### TO BE DONE
In the forum reply below about parsing malformed HTML in Python, what error does xml.dom.minidom raise on the sample markup?

### PASSAGE TO READ
## START

So your HTML is not a well formed XML document, as many html pages, and  
you can't use an XML parser. (even a valid HTML document may not be valid  
XML). Let's try with some mismatched tags:

py> text = '''<html>
... <body>
... <p>lots of <div>screwy text including divs and <span>spans</p>
... <Row status="o">
...     <RecordNum>1126264</RecordNum>
...     <Make>Mitsubishi</Make>
...     <Model>Mirage DE</Model>
... </Row>
... </body>
... </html>'''
py>
py> import xml.dom.minidom
py> doc = xml.dom.minidom.parseString(text)
Traceback (most recent call last):
...
xml.parsers.expat.ExpatError: mismatched tag: line 3, column 60

You will need a more robust parser, like BeautifulSoup  
<http://www.crummy.com/software/BeautifulSoup/>

py> from BeautifulSoup import BeautifulSoup
py> soup = BeautifulSoup(text)
py> for row in soup.findAll("row"):
...   print row.recordnum, row.make.contents, row.model.string
...
<recordnum>1126264</recordnum> [u'Mitsubishi'] Mirage DE

Depending on your document, you may prefer to extract the XML blocks using  
BeautifulSoup, and then parse each one using BeautifulStoneSoup (the XML  
parser) or xml.etree.ElementTree

-- 
Gabriel Genellina

## END

### DATASET RECORDS
## START

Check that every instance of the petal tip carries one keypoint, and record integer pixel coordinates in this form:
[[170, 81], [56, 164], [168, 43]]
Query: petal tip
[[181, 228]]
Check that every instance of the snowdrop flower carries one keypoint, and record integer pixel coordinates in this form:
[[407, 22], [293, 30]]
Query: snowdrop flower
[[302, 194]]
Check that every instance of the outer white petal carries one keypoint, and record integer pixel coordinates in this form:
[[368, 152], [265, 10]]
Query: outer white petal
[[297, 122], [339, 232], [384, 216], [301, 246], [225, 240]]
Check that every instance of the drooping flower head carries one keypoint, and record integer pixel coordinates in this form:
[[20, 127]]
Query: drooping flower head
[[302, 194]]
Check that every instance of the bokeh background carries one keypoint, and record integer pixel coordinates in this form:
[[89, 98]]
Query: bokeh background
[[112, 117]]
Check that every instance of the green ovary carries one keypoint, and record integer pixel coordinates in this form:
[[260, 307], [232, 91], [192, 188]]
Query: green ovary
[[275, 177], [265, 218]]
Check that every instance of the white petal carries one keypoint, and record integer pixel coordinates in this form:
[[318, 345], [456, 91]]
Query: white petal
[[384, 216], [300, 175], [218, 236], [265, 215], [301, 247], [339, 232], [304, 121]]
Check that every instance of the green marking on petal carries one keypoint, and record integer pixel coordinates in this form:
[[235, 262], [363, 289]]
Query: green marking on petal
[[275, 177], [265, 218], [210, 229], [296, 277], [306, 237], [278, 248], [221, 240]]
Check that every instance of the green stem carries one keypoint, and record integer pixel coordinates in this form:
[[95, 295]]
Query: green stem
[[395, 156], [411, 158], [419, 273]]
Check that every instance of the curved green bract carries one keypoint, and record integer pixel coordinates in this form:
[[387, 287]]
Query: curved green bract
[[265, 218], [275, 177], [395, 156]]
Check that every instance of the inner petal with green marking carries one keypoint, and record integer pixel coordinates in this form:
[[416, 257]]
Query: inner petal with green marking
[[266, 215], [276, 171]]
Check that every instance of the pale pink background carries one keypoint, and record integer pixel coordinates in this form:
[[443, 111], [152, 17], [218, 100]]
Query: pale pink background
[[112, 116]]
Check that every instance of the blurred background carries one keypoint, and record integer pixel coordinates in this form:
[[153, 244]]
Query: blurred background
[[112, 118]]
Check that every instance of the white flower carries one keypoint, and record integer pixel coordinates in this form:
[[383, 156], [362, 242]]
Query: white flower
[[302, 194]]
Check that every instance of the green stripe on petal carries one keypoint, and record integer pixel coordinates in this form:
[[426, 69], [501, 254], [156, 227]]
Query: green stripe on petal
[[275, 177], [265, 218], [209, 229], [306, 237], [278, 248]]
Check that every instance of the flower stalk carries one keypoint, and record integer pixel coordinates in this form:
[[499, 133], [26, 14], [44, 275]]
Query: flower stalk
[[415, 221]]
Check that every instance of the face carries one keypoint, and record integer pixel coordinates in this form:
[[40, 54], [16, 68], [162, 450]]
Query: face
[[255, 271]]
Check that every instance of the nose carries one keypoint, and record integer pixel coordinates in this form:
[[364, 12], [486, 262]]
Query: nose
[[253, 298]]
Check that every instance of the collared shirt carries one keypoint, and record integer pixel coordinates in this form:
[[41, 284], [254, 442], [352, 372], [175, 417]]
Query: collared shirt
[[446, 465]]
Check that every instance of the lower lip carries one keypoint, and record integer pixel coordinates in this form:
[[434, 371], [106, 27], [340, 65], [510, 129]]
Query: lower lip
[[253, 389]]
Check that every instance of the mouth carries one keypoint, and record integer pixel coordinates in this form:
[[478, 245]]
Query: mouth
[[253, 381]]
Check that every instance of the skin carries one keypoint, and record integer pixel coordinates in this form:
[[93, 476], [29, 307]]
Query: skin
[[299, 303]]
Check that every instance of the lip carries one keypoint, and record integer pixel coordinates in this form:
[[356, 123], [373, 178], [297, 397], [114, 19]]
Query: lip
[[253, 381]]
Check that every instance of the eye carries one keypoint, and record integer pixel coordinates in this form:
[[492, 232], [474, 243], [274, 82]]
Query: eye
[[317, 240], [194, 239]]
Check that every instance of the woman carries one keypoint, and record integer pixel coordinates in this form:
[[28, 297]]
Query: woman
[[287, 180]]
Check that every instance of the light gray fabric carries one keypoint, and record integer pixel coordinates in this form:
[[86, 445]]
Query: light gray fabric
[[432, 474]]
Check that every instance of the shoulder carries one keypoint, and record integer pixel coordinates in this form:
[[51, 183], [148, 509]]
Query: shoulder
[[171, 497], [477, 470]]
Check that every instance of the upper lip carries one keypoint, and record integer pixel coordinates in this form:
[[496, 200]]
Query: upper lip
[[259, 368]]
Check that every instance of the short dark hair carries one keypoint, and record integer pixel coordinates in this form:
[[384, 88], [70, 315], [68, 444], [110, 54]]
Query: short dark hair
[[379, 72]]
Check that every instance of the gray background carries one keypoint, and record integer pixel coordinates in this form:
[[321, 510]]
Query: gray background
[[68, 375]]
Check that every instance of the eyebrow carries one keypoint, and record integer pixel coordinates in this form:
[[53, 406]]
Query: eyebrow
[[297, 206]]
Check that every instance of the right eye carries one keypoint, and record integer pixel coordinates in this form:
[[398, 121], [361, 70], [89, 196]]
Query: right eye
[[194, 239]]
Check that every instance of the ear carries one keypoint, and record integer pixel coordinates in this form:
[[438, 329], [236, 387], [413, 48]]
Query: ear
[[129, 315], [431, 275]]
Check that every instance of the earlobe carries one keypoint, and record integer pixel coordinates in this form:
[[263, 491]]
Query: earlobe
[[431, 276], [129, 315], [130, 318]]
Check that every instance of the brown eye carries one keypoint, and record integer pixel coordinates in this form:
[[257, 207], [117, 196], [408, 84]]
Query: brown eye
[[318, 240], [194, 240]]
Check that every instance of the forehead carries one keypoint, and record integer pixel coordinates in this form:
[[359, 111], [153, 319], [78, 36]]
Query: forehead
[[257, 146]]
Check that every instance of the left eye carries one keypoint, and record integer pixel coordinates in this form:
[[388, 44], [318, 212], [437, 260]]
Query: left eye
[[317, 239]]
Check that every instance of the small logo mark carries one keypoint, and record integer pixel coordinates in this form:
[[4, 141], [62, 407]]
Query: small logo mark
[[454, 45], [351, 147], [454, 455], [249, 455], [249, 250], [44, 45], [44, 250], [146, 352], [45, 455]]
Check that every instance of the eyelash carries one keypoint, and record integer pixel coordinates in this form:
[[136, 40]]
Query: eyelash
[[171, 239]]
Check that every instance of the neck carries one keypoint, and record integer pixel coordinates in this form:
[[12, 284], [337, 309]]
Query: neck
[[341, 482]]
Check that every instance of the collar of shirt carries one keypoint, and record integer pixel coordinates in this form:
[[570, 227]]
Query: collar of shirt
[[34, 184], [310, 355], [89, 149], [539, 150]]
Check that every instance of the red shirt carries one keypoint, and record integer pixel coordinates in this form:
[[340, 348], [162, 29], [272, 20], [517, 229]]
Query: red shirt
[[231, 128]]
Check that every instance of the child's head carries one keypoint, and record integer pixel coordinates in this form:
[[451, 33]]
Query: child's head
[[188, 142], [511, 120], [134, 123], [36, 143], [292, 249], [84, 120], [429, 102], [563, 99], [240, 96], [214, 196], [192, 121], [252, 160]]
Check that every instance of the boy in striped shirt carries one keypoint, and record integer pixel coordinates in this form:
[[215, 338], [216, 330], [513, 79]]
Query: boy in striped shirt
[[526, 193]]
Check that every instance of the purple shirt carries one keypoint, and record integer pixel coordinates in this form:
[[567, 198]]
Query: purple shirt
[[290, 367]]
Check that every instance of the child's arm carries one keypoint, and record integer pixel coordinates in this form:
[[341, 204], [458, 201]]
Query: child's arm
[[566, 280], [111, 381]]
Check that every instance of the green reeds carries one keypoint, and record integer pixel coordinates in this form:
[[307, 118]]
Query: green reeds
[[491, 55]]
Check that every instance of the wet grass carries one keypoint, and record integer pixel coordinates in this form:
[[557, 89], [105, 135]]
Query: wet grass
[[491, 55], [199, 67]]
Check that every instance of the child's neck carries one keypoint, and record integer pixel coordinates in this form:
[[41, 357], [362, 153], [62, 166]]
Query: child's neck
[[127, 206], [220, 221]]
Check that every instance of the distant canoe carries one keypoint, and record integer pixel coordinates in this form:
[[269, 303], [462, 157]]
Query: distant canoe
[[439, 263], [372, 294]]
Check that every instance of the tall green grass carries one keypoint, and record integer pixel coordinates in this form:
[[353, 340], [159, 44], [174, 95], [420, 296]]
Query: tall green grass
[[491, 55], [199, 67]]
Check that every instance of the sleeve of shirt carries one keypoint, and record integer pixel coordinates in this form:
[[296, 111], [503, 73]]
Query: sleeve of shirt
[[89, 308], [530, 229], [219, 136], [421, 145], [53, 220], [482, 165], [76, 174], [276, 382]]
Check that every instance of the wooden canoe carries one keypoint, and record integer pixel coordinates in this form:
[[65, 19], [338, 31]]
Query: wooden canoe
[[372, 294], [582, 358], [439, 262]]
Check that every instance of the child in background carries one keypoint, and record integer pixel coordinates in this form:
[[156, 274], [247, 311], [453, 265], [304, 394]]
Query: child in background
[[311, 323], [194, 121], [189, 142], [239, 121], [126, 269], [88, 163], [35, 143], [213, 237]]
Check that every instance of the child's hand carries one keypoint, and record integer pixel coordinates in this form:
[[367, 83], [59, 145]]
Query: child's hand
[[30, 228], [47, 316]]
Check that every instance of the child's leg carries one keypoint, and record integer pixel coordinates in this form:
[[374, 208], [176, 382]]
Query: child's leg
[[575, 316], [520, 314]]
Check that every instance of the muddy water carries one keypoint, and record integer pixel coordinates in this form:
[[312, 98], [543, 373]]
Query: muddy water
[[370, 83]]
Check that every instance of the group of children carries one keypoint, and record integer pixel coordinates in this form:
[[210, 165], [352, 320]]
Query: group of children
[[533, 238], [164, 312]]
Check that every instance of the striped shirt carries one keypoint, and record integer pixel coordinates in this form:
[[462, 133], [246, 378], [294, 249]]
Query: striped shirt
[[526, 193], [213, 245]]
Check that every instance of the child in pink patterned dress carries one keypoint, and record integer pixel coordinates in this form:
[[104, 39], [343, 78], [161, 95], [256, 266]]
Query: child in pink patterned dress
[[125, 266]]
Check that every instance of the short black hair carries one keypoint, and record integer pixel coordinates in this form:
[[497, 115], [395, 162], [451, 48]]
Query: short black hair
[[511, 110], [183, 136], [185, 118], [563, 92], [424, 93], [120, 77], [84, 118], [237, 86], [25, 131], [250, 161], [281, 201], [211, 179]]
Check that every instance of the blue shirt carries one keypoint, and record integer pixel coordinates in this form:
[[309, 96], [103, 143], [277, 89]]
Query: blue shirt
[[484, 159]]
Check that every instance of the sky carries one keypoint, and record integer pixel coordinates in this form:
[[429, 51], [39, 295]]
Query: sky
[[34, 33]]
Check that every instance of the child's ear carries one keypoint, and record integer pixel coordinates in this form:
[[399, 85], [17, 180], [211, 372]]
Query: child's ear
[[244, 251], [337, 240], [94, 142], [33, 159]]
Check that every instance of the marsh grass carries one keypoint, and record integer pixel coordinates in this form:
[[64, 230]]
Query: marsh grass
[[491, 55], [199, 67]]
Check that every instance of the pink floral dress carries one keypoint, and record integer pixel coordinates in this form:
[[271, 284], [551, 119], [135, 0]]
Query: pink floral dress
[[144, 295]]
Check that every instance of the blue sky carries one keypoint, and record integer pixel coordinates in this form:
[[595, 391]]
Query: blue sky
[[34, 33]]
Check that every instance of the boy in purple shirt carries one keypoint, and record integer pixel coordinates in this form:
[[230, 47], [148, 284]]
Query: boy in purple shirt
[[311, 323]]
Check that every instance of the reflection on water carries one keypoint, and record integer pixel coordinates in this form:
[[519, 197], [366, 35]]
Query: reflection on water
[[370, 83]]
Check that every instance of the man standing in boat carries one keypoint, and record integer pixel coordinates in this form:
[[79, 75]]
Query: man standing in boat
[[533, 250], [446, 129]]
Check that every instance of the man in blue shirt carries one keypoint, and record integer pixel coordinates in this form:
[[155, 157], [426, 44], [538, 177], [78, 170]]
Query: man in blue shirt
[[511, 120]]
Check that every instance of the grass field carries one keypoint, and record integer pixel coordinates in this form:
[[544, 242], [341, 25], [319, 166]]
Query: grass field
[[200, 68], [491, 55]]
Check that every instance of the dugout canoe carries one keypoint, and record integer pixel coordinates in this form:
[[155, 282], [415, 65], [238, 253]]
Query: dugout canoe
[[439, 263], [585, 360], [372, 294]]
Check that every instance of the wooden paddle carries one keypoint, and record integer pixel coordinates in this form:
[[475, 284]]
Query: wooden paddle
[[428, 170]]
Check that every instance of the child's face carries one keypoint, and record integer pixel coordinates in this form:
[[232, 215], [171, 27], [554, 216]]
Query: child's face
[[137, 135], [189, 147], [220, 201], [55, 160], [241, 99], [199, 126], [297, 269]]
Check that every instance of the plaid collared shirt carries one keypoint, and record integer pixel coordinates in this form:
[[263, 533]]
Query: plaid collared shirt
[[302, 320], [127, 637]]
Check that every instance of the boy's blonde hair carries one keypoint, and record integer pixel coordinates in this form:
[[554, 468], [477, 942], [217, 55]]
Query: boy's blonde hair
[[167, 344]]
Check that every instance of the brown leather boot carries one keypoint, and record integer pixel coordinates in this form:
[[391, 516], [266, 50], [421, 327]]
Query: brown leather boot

## END

### TASK OUTPUT
xml.parsers.expat.ExpatError: mismatched tag: line 3, column 60